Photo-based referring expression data
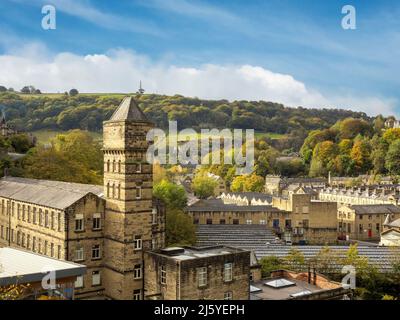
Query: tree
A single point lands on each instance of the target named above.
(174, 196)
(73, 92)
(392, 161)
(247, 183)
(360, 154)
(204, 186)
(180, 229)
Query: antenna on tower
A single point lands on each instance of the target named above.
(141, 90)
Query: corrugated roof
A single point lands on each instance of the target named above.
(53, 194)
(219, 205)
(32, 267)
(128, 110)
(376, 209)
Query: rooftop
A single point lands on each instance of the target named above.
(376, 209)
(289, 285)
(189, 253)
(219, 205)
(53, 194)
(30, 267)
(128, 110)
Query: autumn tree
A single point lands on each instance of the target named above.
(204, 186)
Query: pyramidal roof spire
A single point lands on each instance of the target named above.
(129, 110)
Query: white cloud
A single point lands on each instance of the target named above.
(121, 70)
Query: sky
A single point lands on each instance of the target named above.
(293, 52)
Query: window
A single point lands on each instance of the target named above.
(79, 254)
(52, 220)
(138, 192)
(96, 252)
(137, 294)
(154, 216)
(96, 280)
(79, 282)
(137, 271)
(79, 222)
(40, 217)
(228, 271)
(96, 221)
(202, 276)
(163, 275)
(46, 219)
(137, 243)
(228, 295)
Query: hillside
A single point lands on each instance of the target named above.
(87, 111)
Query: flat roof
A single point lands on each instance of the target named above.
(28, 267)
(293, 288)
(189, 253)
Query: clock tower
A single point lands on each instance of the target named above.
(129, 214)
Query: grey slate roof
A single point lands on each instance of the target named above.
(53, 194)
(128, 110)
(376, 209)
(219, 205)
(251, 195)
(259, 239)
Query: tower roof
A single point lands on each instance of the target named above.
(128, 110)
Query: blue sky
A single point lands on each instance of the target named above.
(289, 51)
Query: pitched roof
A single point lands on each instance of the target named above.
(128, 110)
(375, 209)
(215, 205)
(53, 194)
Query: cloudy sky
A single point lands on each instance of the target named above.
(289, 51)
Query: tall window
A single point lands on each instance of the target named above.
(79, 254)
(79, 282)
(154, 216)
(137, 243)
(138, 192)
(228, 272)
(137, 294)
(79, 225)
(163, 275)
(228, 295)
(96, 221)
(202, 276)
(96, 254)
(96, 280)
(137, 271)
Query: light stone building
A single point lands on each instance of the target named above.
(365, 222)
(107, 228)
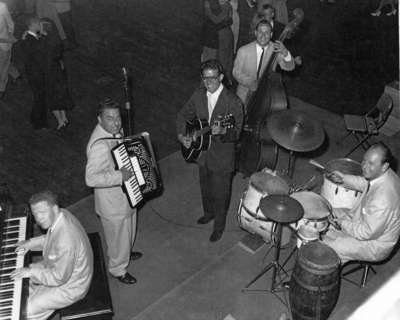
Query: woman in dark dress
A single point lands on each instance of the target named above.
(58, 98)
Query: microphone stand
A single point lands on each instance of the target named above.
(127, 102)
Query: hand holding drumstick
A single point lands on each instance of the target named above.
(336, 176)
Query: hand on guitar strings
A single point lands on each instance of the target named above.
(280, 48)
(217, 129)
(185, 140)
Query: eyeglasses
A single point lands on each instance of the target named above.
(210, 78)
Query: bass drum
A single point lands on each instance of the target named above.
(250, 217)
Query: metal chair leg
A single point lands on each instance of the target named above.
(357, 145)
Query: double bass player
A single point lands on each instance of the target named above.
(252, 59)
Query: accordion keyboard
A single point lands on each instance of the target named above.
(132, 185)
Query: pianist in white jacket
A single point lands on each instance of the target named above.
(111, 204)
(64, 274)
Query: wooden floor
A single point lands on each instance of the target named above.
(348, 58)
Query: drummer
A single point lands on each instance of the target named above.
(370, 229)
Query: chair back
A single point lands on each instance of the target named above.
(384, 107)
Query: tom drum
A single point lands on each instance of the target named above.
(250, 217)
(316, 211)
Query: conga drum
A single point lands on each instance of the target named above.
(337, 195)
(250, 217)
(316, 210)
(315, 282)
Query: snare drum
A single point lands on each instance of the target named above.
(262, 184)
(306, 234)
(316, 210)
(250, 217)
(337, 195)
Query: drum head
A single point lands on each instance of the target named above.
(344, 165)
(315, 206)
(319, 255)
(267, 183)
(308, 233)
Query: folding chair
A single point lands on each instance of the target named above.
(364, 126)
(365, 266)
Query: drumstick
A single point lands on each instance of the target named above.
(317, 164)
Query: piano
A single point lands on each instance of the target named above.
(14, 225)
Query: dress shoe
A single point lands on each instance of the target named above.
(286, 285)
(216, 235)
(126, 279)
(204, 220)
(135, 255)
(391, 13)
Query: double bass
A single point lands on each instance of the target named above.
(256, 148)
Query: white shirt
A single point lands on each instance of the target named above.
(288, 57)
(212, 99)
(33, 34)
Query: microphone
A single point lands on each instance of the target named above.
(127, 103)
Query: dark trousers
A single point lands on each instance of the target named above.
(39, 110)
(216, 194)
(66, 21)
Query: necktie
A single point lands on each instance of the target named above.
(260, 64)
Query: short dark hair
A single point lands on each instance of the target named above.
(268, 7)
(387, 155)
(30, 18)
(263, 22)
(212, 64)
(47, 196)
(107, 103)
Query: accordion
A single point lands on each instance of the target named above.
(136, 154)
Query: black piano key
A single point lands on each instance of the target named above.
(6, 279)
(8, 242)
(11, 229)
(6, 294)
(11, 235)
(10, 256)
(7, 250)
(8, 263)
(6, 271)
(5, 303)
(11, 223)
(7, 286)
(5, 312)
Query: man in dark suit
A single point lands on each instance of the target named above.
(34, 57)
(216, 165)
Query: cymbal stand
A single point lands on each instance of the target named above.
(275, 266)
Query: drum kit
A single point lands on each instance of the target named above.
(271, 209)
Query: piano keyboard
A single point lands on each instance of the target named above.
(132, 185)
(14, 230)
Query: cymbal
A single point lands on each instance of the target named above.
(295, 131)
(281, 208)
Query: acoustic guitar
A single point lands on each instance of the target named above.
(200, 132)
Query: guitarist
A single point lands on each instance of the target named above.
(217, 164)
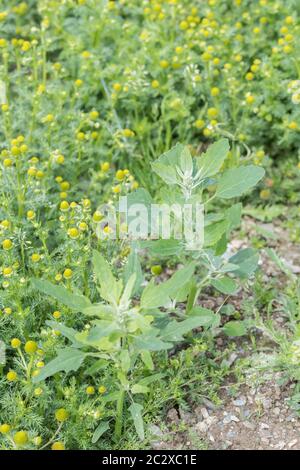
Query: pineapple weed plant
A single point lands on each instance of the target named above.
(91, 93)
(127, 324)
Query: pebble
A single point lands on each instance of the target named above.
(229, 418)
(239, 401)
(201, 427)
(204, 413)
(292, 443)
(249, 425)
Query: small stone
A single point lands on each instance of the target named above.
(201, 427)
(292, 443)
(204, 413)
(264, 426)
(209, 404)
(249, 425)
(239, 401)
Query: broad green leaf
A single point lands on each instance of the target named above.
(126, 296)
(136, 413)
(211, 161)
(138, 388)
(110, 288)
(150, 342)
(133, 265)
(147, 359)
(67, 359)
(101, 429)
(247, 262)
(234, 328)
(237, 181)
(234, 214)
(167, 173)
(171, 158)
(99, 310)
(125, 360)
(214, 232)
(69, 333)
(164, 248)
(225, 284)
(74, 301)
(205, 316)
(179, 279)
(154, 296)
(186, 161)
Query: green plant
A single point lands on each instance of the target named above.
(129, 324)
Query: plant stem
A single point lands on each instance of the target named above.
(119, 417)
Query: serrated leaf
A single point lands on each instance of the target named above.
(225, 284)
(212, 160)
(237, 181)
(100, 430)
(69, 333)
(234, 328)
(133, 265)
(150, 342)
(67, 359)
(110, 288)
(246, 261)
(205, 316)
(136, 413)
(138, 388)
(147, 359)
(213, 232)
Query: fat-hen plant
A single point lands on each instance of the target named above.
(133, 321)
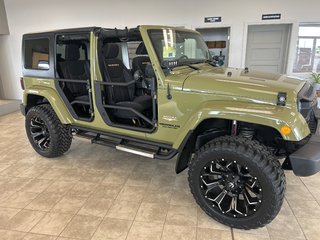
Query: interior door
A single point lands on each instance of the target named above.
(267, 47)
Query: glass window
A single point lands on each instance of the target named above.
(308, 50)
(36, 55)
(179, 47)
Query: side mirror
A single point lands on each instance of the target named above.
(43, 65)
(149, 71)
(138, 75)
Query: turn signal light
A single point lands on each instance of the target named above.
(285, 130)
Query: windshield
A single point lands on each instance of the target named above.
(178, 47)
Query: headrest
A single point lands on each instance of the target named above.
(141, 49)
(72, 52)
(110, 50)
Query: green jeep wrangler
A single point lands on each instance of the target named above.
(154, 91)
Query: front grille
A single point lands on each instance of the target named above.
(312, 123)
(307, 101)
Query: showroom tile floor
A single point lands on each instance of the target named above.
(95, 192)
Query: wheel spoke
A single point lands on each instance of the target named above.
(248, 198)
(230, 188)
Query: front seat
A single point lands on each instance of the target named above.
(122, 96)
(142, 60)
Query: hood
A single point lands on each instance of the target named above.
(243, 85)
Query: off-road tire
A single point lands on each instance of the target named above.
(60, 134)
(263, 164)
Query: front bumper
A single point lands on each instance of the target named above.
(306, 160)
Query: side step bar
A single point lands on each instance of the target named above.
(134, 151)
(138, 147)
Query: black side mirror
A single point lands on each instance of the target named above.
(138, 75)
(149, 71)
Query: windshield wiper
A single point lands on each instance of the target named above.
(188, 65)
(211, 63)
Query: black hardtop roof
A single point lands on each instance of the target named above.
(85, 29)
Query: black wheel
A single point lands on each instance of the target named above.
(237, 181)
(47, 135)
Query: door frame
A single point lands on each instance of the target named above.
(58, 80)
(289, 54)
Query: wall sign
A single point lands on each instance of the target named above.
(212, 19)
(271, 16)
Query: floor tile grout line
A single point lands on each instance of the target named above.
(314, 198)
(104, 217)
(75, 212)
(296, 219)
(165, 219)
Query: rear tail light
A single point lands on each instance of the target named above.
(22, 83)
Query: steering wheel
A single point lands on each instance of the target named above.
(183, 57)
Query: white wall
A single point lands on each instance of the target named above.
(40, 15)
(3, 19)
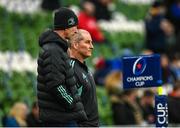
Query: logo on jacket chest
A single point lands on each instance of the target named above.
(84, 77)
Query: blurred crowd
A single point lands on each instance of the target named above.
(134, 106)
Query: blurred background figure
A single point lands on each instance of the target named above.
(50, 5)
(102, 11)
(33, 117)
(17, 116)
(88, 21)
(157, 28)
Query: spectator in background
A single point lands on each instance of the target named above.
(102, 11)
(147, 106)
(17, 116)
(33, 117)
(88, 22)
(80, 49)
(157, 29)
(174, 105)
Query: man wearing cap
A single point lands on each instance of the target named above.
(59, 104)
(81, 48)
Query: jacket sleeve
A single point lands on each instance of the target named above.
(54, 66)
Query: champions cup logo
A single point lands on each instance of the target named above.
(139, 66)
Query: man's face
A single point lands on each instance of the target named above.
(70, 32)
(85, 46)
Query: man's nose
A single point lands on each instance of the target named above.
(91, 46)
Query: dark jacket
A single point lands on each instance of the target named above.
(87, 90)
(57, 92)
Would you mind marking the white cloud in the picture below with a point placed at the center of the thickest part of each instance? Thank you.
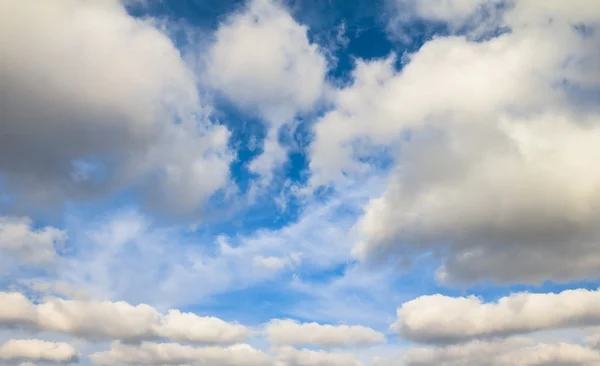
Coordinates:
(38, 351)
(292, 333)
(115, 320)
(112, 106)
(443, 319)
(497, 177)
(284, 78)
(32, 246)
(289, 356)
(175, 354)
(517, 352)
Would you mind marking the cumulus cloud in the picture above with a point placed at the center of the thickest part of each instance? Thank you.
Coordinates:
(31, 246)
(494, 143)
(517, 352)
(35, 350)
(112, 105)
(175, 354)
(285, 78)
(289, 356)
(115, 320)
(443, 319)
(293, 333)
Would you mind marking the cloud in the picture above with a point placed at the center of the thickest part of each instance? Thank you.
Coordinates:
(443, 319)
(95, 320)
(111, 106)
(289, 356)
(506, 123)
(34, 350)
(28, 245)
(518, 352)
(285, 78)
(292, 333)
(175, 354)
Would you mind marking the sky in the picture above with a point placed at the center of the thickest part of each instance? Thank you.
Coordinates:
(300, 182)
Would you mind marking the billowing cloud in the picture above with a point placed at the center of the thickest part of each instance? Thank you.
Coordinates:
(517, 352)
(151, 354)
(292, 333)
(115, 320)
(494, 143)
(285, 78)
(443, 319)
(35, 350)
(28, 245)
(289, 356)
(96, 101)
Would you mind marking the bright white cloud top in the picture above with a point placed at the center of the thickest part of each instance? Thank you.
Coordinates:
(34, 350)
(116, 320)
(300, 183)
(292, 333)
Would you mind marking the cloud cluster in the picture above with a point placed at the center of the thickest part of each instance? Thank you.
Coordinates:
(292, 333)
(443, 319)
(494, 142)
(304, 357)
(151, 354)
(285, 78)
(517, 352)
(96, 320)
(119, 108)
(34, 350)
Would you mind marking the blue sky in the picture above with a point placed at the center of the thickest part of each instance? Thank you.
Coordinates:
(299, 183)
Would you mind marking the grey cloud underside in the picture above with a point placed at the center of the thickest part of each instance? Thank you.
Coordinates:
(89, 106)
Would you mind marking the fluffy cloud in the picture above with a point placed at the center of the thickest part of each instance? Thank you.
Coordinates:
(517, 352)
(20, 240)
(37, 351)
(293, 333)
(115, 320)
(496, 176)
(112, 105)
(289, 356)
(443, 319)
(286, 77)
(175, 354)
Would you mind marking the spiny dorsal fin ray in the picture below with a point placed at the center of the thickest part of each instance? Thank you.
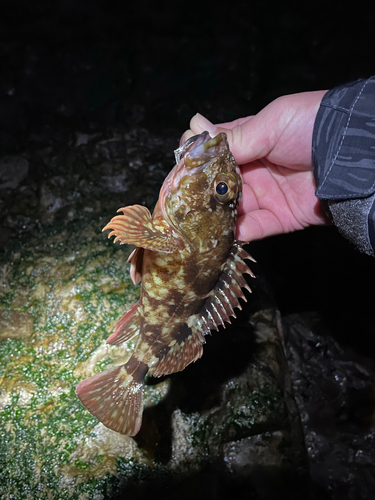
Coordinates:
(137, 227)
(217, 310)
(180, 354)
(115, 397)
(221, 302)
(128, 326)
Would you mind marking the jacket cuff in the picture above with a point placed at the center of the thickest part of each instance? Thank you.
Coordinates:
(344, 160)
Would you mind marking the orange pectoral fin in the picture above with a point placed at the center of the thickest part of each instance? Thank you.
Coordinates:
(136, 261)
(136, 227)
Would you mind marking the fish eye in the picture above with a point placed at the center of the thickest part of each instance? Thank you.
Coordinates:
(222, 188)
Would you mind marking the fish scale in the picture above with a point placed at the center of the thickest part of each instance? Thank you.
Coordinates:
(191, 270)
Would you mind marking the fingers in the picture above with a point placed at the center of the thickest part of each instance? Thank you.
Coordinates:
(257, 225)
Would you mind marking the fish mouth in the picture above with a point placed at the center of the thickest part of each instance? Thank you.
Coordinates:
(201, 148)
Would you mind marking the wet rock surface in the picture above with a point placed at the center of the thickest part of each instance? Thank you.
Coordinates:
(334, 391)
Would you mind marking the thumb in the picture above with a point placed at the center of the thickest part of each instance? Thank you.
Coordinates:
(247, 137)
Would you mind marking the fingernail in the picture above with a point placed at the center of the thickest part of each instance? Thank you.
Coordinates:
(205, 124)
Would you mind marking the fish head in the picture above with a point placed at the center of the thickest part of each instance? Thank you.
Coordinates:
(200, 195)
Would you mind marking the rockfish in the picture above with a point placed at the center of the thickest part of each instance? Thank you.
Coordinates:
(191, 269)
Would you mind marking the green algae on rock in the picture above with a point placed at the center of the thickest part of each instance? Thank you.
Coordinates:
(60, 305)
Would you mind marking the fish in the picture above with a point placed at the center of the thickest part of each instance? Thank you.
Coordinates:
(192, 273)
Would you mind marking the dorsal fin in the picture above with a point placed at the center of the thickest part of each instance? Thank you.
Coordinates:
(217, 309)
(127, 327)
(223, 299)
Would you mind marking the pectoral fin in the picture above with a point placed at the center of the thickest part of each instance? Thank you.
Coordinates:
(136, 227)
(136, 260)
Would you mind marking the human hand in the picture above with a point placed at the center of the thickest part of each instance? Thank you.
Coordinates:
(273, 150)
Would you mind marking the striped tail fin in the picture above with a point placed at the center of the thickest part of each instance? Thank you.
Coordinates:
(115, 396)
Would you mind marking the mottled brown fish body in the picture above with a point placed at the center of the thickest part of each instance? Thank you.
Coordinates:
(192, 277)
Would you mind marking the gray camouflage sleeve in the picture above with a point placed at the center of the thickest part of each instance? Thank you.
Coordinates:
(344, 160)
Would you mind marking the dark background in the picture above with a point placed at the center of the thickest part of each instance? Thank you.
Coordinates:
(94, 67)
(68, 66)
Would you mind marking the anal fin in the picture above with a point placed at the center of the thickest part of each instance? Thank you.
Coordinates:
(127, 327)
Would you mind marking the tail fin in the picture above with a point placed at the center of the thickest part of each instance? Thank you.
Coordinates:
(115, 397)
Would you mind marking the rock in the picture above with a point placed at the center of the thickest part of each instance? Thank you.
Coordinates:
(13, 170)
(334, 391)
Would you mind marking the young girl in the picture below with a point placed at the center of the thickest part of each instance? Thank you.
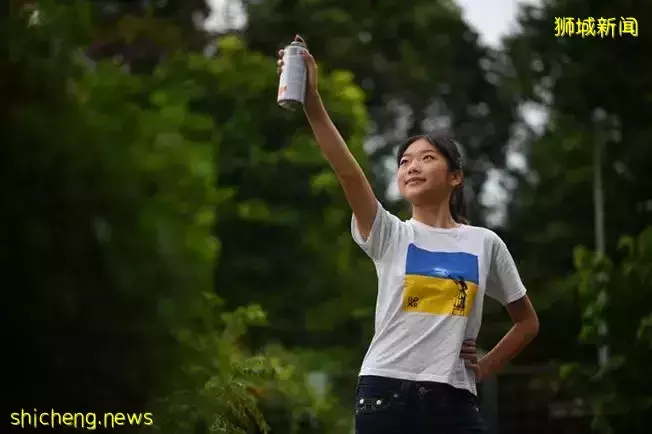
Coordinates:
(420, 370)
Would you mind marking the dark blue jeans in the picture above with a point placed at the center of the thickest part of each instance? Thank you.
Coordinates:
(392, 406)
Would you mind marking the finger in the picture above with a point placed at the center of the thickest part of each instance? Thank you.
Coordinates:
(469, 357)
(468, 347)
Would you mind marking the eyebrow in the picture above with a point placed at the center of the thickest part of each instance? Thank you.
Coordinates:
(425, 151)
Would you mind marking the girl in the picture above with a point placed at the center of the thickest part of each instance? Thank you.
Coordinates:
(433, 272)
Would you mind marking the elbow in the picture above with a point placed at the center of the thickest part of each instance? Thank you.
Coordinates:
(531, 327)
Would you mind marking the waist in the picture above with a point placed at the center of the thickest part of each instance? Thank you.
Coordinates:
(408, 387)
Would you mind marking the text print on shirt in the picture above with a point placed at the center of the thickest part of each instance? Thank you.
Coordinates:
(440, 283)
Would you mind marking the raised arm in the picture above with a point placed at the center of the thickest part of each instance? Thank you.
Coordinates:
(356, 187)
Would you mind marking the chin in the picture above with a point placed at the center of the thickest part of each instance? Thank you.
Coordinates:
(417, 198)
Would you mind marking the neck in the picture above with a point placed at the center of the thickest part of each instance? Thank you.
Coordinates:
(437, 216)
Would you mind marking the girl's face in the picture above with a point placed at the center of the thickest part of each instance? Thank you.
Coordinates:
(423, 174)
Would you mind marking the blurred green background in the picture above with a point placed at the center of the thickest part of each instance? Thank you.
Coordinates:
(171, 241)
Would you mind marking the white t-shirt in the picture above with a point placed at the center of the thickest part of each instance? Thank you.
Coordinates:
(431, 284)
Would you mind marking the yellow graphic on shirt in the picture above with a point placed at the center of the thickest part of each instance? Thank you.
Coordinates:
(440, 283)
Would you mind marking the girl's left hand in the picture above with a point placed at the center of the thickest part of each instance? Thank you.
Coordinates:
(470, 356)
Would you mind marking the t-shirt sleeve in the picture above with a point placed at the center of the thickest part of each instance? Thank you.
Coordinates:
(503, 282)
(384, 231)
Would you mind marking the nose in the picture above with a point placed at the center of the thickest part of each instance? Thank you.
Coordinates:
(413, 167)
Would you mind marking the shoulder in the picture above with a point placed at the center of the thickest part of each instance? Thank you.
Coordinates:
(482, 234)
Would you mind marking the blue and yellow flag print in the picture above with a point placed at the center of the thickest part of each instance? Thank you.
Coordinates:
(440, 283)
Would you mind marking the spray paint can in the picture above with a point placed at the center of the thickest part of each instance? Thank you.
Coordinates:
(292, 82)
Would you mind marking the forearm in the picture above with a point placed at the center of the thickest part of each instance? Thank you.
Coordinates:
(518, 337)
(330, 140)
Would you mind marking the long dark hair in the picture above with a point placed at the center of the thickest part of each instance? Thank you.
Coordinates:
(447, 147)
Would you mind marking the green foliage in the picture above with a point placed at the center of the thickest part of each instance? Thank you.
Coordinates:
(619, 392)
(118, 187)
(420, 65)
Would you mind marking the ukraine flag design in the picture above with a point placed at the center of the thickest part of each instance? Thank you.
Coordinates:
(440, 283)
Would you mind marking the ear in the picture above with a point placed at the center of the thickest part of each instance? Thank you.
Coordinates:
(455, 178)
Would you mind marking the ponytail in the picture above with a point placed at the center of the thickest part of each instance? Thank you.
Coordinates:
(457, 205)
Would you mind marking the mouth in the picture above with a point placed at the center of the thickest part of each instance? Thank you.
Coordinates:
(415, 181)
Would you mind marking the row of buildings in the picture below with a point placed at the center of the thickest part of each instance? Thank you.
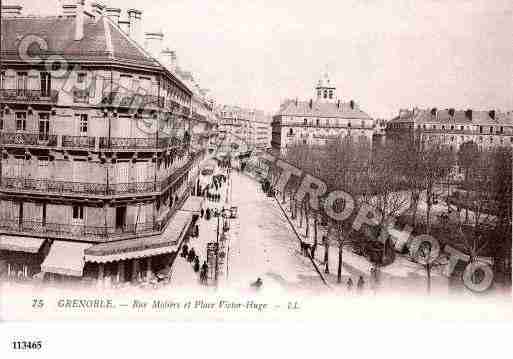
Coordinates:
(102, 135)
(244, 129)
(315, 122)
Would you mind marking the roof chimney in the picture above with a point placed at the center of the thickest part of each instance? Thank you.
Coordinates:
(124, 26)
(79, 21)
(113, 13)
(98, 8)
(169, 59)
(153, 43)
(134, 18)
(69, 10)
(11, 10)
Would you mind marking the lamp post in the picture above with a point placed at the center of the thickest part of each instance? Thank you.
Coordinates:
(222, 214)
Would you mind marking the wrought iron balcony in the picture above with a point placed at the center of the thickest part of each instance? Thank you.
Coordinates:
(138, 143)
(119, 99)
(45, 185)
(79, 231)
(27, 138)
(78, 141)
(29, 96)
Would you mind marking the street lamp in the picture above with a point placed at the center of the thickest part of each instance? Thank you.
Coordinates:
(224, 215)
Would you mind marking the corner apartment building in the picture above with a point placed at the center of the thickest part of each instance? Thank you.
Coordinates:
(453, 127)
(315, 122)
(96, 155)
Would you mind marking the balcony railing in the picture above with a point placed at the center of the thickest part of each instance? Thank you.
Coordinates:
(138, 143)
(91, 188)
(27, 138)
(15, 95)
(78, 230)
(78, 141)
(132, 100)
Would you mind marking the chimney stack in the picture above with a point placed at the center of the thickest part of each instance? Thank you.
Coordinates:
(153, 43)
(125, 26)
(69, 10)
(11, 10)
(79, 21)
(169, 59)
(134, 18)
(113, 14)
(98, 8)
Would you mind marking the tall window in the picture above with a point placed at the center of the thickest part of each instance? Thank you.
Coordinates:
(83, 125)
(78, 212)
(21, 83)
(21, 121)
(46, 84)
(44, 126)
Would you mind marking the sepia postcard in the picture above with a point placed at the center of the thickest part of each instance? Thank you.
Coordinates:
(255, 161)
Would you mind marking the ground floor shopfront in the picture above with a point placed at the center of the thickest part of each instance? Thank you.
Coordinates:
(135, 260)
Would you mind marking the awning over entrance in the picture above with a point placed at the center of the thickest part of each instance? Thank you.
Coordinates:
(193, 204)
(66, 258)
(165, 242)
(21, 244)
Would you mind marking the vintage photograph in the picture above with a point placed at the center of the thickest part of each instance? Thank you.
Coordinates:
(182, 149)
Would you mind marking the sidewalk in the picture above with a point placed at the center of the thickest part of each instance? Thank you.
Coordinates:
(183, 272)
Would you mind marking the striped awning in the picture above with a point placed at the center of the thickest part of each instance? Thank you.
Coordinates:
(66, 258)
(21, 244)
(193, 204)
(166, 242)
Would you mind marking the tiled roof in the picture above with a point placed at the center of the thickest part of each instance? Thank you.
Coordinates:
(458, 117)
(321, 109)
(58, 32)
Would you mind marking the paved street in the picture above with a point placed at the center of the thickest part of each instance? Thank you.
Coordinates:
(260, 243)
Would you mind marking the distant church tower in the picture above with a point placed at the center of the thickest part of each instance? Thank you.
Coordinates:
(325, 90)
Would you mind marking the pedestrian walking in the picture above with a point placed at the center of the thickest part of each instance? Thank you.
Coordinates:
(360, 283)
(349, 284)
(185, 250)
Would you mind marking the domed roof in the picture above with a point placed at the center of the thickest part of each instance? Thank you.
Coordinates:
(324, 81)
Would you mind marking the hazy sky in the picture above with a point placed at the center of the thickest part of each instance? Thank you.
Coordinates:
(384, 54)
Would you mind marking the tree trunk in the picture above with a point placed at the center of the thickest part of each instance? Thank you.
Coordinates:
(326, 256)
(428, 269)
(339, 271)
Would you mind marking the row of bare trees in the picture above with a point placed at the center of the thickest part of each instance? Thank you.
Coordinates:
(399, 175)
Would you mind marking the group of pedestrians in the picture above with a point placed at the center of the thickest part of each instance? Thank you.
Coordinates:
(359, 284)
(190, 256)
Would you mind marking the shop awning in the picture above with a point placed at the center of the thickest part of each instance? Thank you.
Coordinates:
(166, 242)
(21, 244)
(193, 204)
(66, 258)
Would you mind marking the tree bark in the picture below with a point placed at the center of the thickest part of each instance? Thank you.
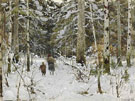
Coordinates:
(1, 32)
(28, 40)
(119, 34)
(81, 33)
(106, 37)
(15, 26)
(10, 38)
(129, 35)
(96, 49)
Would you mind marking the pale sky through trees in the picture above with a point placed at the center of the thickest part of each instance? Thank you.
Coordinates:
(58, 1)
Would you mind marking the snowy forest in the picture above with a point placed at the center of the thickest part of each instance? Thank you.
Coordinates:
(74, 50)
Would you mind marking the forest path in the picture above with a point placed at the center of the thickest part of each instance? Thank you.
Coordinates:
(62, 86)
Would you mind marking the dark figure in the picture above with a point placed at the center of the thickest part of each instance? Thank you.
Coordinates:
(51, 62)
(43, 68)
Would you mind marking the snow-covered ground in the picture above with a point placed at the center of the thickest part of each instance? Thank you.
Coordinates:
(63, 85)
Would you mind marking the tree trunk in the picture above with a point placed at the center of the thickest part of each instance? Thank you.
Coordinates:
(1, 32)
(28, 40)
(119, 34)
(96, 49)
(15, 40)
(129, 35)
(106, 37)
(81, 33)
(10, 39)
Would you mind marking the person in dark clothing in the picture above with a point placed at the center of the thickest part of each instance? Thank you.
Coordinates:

[Task prompt] From the opening line of the entries above to the line containing "Query: autumn tree", please transcribe each line exactly, skipping every picture.

[Task answer]
Query: tree
A single point lands on each instance of the target named above.
(174, 196)
(73, 92)
(392, 161)
(247, 183)
(360, 154)
(204, 186)
(180, 229)
Query: antenna on tower
A single point lands on each instance of the target named above.
(141, 90)
Query: corrugated roof
A single point lands on each instance of the target named above.
(53, 194)
(219, 205)
(32, 267)
(128, 110)
(376, 209)
Query: rooftop
A single point lands on each instance of the target named above.
(376, 209)
(289, 285)
(189, 253)
(219, 205)
(53, 194)
(30, 267)
(128, 110)
Query: autumn tree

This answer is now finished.